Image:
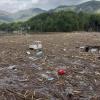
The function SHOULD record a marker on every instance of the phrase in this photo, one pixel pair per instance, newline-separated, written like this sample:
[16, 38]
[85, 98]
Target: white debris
[36, 45]
[64, 49]
[97, 73]
[12, 67]
[39, 54]
[28, 52]
[93, 50]
[45, 76]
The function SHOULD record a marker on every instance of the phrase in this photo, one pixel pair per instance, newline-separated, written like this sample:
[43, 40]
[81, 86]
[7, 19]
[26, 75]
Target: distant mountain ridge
[23, 15]
[88, 7]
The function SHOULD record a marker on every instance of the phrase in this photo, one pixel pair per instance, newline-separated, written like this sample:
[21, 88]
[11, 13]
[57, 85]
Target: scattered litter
[64, 49]
[50, 79]
[39, 54]
[28, 52]
[36, 45]
[13, 67]
[61, 72]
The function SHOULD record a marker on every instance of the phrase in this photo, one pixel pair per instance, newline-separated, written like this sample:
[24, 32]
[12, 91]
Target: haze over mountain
[22, 15]
[87, 7]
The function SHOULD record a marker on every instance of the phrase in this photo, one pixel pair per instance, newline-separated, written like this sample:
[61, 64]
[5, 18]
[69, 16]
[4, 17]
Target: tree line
[63, 21]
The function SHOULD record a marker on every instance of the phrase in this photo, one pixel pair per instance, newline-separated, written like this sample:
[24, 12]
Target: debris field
[59, 71]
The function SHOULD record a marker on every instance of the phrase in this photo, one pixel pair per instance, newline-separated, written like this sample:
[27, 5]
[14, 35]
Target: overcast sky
[15, 5]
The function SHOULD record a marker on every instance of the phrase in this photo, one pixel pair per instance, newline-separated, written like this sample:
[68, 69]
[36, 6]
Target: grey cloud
[15, 5]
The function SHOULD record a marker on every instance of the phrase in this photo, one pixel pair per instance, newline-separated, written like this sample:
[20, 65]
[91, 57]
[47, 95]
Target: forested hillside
[64, 21]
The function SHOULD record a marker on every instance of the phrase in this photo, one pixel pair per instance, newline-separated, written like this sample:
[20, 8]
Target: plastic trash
[12, 67]
[61, 72]
[36, 45]
[28, 52]
[39, 54]
[50, 79]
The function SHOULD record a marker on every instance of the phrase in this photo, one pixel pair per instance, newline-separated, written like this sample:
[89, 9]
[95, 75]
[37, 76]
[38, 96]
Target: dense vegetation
[63, 21]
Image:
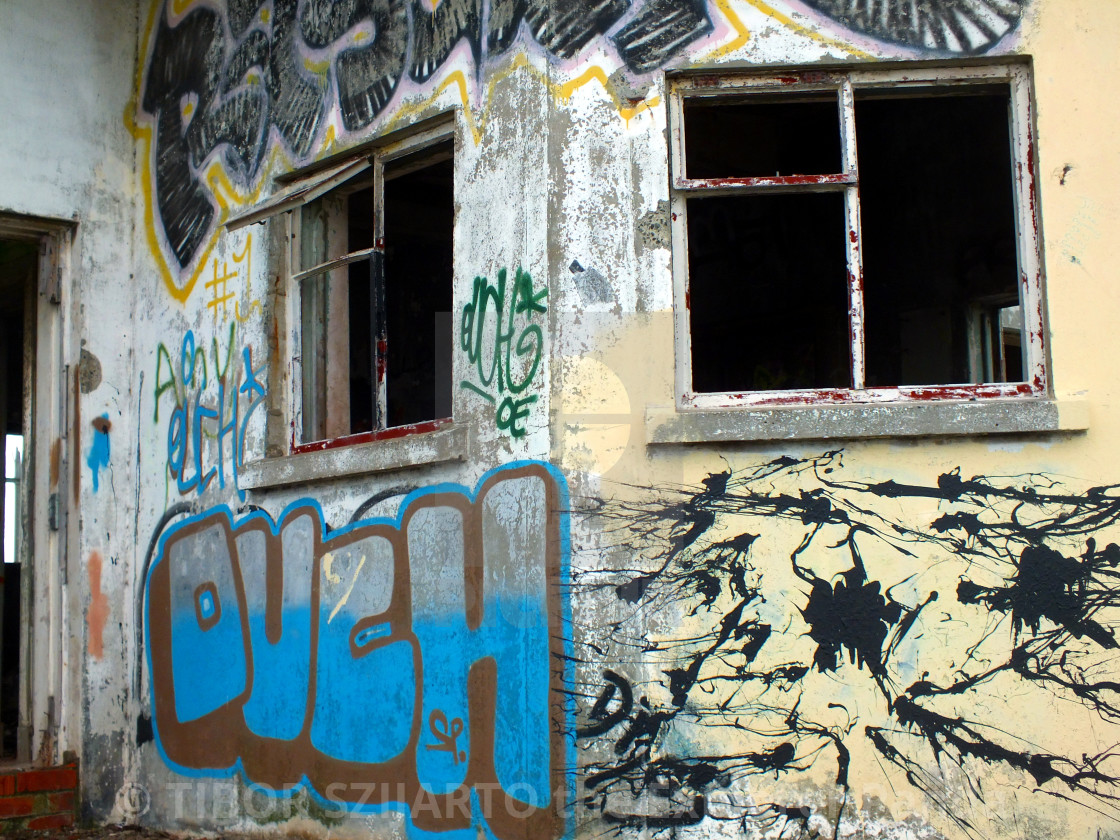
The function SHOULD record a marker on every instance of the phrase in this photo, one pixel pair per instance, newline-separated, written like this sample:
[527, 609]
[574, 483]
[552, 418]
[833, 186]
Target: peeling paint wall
[548, 618]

## What you are asked to do
Give the records again exactly as they stand, so that only the pictures are missing.

## Answer to the problem
Image:
The function SHOULD record a marker on every instance of the phrase in this photo, one pixel pair per instance, newline-separated, written like this sample:
[16, 38]
[85, 98]
Target: white debris
[36, 45]
[64, 49]
[97, 73]
[12, 67]
[39, 54]
[28, 52]
[93, 50]
[45, 76]
The function SHOULD record a marker on every instance of the phrase in this photo, one pixel pair per instance, newline-separated, written like this sample:
[43, 40]
[81, 86]
[7, 19]
[26, 75]
Target: distant mountain ridge
[23, 15]
[88, 7]
The function SHOULD record a marker on every instance of the phrase in this photo, one pixel pair per instance, newline-separated, written like this sample:
[21, 88]
[11, 13]
[57, 85]
Target: scattered litter
[64, 49]
[50, 79]
[39, 54]
[28, 52]
[36, 45]
[13, 67]
[61, 72]
The function SHOULD record a marker on every instance of the phrase in this photo, one pixel pair per instance, newline-separated, written like this sample:
[24, 32]
[12, 91]
Target: haze over mountain
[22, 15]
[87, 7]
The function SHOULD record a marker on every instance of the phrase in this photo, one pixel pair per instance, newline-separated, written like this sample:
[61, 64]
[5, 18]
[69, 16]
[4, 17]
Target: tree line
[63, 21]
The function SHOULD record a marker on every instance of the phrase in this photo, one pixel pair per instance, newline-separated, written like this sample:
[24, 12]
Target: debris field
[59, 71]
The function SHOULD record a marker on every instance of the phrase in this photo, one pixel pair per instance, newline-separated, written like this sample:
[27, 5]
[14, 35]
Target: overcast sky
[15, 5]
The function SHOULD record a marker on every instance of the phrase in this photo, one pixel pair per instance, newline-separated, written like this sample:
[68, 69]
[36, 6]
Target: grey cloud
[15, 5]
The function SHOULD record a marker on every instance of the phrase in this photo, one pixel pair per instance, newline-separated, written like this sample:
[20, 65]
[91, 57]
[47, 95]
Target: forested hillside
[64, 21]
The function SHOULD record a marker on every instance of the phrase in this photo, one pixel pair per instance, newline-separated, written like this sample:
[20, 8]
Target: plastic trash
[12, 67]
[61, 72]
[36, 45]
[28, 52]
[39, 54]
[50, 79]
The function SHOULD record a marker on every instance of the phrase in this photo, one pixel pair per instance, newline-separated, written like this sample:
[89, 9]
[95, 75]
[37, 76]
[38, 96]
Target: dense vegetation
[63, 21]
Image:
The function SHOULD record a marker on every instance of the phrase in this photo, one pixel pair per instance, newline-separated, written like this sample:
[527, 609]
[574, 483]
[552, 418]
[833, 186]
Target: peeling paint wall
[548, 618]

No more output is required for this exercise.